- **MATERIAL**:
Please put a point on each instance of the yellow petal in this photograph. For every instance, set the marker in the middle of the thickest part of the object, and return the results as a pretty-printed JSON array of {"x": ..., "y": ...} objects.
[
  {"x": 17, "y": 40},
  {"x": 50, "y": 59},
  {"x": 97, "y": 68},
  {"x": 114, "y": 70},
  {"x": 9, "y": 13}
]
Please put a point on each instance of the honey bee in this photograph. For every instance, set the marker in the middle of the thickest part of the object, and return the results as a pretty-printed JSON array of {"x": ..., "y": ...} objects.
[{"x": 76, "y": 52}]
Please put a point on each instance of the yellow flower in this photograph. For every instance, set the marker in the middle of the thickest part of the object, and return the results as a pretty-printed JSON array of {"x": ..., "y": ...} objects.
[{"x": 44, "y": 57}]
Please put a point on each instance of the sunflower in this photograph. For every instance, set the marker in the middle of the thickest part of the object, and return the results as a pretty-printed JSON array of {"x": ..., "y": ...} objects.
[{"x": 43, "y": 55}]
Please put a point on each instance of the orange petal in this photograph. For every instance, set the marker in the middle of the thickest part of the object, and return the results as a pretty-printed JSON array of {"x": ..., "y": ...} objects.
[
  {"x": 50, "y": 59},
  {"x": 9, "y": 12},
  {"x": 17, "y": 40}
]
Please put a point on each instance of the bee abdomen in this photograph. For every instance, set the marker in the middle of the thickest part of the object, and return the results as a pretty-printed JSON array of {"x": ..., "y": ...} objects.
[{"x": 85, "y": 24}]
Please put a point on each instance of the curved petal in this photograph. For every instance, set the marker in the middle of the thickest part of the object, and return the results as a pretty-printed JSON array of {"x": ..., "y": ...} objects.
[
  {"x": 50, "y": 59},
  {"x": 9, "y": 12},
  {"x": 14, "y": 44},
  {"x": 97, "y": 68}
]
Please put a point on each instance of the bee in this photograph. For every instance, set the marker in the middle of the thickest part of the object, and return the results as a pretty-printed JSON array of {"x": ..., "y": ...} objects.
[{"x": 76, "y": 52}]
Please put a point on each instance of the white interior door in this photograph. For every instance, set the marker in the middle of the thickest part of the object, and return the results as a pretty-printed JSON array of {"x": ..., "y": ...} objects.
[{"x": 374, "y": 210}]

- **REQUIREMENT**: Extract the data exactly as given.

- **COMPLETE OUTPUT**:
Please put a point on each instance of the yellow petal in this photograph. For every instance, set the marker in the middle of the thickest part of the object, and return the results as a pretty-printed JSON array of {"x": ..., "y": ...} objects.
[
  {"x": 17, "y": 40},
  {"x": 50, "y": 59},
  {"x": 97, "y": 68},
  {"x": 114, "y": 70},
  {"x": 9, "y": 13}
]
Please put a point on each instance of the honey bee in this photograph. For every instance, set the marker in the middle of the thickest part of the object, and return the results as a pretty-printed JSON array of {"x": ..., "y": ...} objects.
[{"x": 76, "y": 52}]
Please put a point on each instance of the yellow flower in this photograph. For every instance, set the marker in the middle of the thickest part of the object, and return the results as a pretty-printed JSON array of {"x": ..., "y": ...} objects.
[{"x": 44, "y": 57}]
Please put a point on each instance of the sunflower in this photograph. For every instance, set the marker in the middle of the thickest part of the object, and return the results as a pretty-printed JSON array of {"x": ..., "y": ...} objects.
[{"x": 43, "y": 55}]
Please put a point on each instance of the orange petal in this photograph. For every instance, set the marker in the middle of the thickest part of the object, and return the results as a pretty-printed JSON array of {"x": ..., "y": ...} objects.
[
  {"x": 50, "y": 59},
  {"x": 9, "y": 12},
  {"x": 17, "y": 40}
]
Please put a point on each instance of the bee abdomen in this photograph. For every instance, set the marker in the middle of the thickest part of the object, and return the results as a pretty-printed JSON array of {"x": ..., "y": ...} objects.
[{"x": 85, "y": 24}]
Please put a point on each instance of the curved petal in this photograph. For every instance, set the marker in the middle of the thickest part of the object, and return the results as a pretty-printed JSON array of {"x": ..., "y": ...} objects.
[
  {"x": 50, "y": 59},
  {"x": 9, "y": 12},
  {"x": 14, "y": 44},
  {"x": 97, "y": 68}
]
Please put a point on each instance of the bee in this photograph. For every instance, set the marker in the middle of the thickest part of the object, and return the results as a pretty-printed JSON array of {"x": ..., "y": ...} objects.
[{"x": 76, "y": 52}]
Please put a point on each instance of the white interior door in this photograph. For every instance, set the marker in the middle of the thickest part of the object, and return the results as a pretty-printed JSON array of {"x": ..., "y": ...} objects.
[{"x": 374, "y": 210}]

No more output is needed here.